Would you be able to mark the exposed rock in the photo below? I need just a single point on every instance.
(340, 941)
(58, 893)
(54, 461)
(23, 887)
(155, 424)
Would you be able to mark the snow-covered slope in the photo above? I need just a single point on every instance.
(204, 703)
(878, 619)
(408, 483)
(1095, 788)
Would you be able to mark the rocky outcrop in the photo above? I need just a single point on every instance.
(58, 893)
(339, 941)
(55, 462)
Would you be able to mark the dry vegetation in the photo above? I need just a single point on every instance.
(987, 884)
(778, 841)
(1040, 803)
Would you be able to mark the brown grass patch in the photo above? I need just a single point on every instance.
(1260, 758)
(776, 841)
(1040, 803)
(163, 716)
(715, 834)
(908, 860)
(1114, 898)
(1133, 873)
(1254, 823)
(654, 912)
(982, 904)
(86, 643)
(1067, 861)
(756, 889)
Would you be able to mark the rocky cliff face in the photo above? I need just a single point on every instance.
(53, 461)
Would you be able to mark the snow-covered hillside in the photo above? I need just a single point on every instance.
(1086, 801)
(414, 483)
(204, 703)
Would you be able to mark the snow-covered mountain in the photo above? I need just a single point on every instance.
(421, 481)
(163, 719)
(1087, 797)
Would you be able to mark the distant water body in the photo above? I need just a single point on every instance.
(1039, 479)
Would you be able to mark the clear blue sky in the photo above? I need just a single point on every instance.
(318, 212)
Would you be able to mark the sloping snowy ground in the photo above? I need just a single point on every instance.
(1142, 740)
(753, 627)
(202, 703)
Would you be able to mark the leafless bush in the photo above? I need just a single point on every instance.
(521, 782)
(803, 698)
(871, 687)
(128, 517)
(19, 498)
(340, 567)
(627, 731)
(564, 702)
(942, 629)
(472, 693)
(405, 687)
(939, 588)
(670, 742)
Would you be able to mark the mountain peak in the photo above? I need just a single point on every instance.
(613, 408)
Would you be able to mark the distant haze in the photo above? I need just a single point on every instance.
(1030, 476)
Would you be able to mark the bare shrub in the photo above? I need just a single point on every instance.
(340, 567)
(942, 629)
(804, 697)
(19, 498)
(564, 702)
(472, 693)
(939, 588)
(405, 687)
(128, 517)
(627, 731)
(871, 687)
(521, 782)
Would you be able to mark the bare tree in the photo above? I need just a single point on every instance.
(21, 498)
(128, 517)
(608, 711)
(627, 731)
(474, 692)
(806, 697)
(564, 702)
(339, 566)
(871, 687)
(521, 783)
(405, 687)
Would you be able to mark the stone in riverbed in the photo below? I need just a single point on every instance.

···

> [Assignment] Print the entries above exactly as they were written, down to the last line.

> [Written solution]
Would you be able to mark the exposed rock in the photo below? I need just a single point on every instance.
(340, 941)
(58, 893)
(54, 461)
(23, 887)
(155, 424)
Would you be able to mark the snow-covered slope in the photo above? I need just a single point on every instance.
(204, 703)
(878, 619)
(408, 483)
(1095, 788)
Would you be able to mark the rocky outcrop in the photo above? I need just a single point on every instance.
(58, 893)
(339, 941)
(55, 462)
Would you be able to mark the dry vegetation in the photo above? I need just a single point on every instance.
(987, 884)
(778, 841)
(1040, 803)
Would you be able to mark the brown grass patch in the photo above? I need just a single point on every instance.
(1260, 758)
(776, 841)
(1040, 803)
(163, 716)
(715, 834)
(908, 860)
(1114, 898)
(1133, 873)
(1254, 823)
(654, 912)
(982, 904)
(86, 643)
(1067, 861)
(756, 889)
Would you be able to mark the rocky cliff face in the photo above? I need just a single point on every instance.
(53, 461)
Would you be able to mark the snow-covered hillside in the photo above? I need just a single point on every instance.
(1086, 801)
(414, 483)
(204, 703)
Would you be able to mark the snow-covered mountain in the photo above? I need just a single point on every instance.
(421, 481)
(163, 719)
(1087, 797)
Would you be able to mark the distant water body in the photo above? I need just a single point on every instance.
(1039, 479)
Would you be able to mark the clear blue sky in the photo above? I need just a single point on every instance.
(318, 212)
Would you be able to mark the sloping snowy ground in the photo above? I need just a single point on every instance.
(1142, 740)
(753, 627)
(202, 703)
Would you be able to mark the leafless bush in the photo above? I need just a single point on every instance.
(521, 782)
(803, 698)
(871, 687)
(128, 517)
(19, 498)
(340, 567)
(627, 731)
(564, 702)
(942, 629)
(472, 693)
(405, 687)
(939, 588)
(670, 742)
Would you be able to mark the mountain peak in the photo above? I need just a single point on every instance.
(613, 408)
Would you be able to mark the distant haze in the photo above? I need just a single point on every instance.
(1030, 476)
Would you be able to mark the bare shrub in the photo above? I need just a single point on every instance.
(340, 567)
(942, 629)
(804, 697)
(19, 498)
(564, 702)
(472, 693)
(939, 588)
(405, 687)
(128, 517)
(627, 731)
(871, 687)
(521, 782)
Would you be able to mark the bare tree in the photo above? I need just a single point on every instance.
(21, 498)
(128, 517)
(608, 711)
(627, 731)
(474, 692)
(806, 697)
(564, 702)
(339, 566)
(871, 687)
(521, 783)
(405, 687)
Would you be able to mark the stone in riverbed in the photo below? I need just a single point on every instance.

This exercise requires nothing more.